Text-to-region grounding data:

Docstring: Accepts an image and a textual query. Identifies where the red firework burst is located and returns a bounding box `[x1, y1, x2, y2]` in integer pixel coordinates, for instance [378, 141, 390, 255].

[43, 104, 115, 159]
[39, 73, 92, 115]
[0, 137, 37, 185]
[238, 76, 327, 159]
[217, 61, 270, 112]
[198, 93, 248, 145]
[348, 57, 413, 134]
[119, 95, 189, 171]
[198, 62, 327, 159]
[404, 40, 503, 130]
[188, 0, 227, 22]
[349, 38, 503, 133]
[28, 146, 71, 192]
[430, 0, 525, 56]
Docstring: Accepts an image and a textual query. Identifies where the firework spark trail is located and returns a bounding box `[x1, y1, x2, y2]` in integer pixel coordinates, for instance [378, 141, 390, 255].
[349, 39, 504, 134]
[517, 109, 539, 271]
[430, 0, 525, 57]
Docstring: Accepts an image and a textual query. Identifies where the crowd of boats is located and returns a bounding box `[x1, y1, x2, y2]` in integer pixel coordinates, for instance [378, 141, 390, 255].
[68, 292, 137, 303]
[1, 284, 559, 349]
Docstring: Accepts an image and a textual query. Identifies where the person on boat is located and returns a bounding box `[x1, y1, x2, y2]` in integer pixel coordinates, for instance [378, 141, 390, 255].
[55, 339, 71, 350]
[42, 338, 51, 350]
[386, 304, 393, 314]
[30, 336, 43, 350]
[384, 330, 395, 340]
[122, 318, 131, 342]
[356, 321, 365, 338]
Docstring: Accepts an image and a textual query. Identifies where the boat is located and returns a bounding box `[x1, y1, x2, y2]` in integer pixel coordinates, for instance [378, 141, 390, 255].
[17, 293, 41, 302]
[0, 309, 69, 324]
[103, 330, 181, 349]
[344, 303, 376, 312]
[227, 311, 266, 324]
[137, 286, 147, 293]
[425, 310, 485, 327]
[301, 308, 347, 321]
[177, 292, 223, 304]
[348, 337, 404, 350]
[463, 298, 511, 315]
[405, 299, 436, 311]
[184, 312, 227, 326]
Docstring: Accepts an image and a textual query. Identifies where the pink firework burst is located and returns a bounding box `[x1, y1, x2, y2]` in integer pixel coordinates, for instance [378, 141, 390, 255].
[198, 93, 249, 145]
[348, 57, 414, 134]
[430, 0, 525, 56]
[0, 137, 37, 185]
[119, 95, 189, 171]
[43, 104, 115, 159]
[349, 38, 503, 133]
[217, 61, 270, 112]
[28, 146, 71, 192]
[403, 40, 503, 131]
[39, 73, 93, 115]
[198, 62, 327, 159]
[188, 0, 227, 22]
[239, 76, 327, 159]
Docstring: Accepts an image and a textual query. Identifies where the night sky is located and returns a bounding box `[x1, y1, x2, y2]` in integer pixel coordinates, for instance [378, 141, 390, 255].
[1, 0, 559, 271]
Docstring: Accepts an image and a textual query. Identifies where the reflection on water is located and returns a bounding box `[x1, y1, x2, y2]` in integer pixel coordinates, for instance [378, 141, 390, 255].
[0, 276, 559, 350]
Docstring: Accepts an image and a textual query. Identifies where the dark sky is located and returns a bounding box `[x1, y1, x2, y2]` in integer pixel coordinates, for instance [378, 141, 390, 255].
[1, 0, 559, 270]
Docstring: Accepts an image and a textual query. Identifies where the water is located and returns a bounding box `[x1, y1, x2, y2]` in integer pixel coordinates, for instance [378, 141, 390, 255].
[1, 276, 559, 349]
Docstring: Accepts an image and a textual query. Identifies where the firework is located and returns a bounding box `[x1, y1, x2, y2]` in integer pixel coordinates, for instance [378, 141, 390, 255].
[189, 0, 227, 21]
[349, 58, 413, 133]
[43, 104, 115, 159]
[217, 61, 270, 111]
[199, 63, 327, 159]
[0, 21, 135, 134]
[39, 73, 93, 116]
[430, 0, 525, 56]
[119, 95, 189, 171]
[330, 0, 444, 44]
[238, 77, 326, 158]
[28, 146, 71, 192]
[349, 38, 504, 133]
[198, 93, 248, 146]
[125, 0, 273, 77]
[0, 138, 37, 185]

# Work item
Each record above should be returned exactly as written.

# Task solution
Docstring: Accepts an image and a textual query. Identifies where the red firework burst is located and returns a bounding box `[x1, y1, x2, y2]` in integer pixel coordinates, for instance [378, 141, 390, 255].

[43, 104, 115, 159]
[39, 73, 92, 115]
[0, 137, 37, 185]
[238, 76, 327, 159]
[217, 61, 270, 112]
[198, 93, 248, 145]
[348, 57, 413, 134]
[119, 95, 189, 171]
[198, 62, 327, 159]
[404, 40, 503, 130]
[188, 0, 227, 22]
[349, 38, 503, 133]
[28, 146, 71, 192]
[430, 0, 525, 56]
Docstring: Accepts an image and a textual query. Identifies where the firework spark trail is located and returns a bounding box `[x1, y1, x2, y2]` in integer pixel coordinates, for instance [378, 141, 390, 255].
[349, 39, 504, 134]
[517, 109, 539, 271]
[430, 0, 525, 57]
Docstring: Accepts an image and a textual query. Identifies where the crowd of boats is located and returns a bounding box `[x1, y1, x2, y2]` in integer pixel coordinates, for instance [378, 141, 390, 255].
[68, 292, 137, 303]
[1, 284, 559, 349]
Docstring: Accepts an image and a textual query. Identifies where the person on boat is located and returns a bounding box `[x1, y1, x2, y2]` in integer pixel coordinates, for instance [378, 141, 390, 255].
[55, 339, 71, 350]
[42, 338, 51, 350]
[386, 304, 393, 314]
[30, 336, 43, 350]
[384, 330, 395, 340]
[122, 318, 131, 342]
[356, 321, 365, 338]
Docstring: Accepts an image and a textual query. Identifies where the boat is located and returns a bounding box `[x1, y1, x2, y2]` in integer pixel coordinates, for instance [378, 141, 390, 255].
[17, 293, 41, 302]
[0, 309, 69, 324]
[103, 330, 181, 349]
[344, 303, 376, 312]
[227, 311, 266, 324]
[137, 286, 147, 293]
[425, 310, 485, 327]
[301, 308, 347, 321]
[177, 292, 223, 304]
[348, 337, 404, 350]
[463, 298, 511, 315]
[405, 299, 436, 311]
[184, 312, 227, 326]
Docstring: Accepts an image and a textual query. Identifies where the pink firework burst is located and returns a bounding box `[x1, y1, x2, y2]` in integer pixel coordinates, for instance [378, 141, 390, 255].
[198, 93, 249, 145]
[348, 57, 414, 134]
[430, 0, 525, 56]
[0, 137, 37, 185]
[119, 95, 189, 171]
[43, 104, 115, 159]
[349, 38, 503, 133]
[217, 61, 270, 112]
[28, 146, 71, 192]
[403, 40, 503, 131]
[39, 73, 93, 115]
[198, 62, 327, 159]
[188, 0, 227, 22]
[239, 76, 327, 159]
Docstring: Accepts an image and a textual query. Identifies where the night sky is located and returns a bounding box `[x1, y1, x2, y2]` in integer pixel coordinates, for instance [378, 141, 390, 255].
[1, 0, 559, 271]
Docstring: Accepts an image and a textual query. Identifies where the reflection on water is located and returns a bounding box `[x1, y1, x2, y2]` in integer pixel coordinates, for instance [378, 141, 390, 255].
[0, 276, 559, 350]
Docstring: Accepts an image and a textual query. Identifies where the dark sky is located and returns a bounding box `[x1, y1, x2, y2]` in integer pixel coordinates, for instance [378, 141, 390, 255].
[1, 0, 559, 270]
Docstring: Accepts an image and a textual query. Identifies where the water is located and returns a bounding box `[x1, y1, x2, y2]` in integer pixel coordinates, for instance [378, 141, 390, 255].
[1, 276, 559, 349]
Docstring: Accepts an image and a textual query. Identifies where the firework is located and returns a bounding box `[x1, y1, x2, y2]` in integer pixel coordinates, for instance [378, 141, 390, 255].
[189, 0, 227, 21]
[349, 58, 413, 133]
[43, 104, 115, 159]
[217, 61, 270, 111]
[199, 63, 327, 159]
[0, 21, 135, 134]
[39, 73, 93, 116]
[430, 0, 525, 56]
[119, 95, 189, 171]
[330, 0, 444, 44]
[238, 77, 326, 158]
[28, 146, 71, 192]
[349, 38, 504, 133]
[198, 93, 248, 146]
[125, 0, 273, 77]
[0, 138, 37, 185]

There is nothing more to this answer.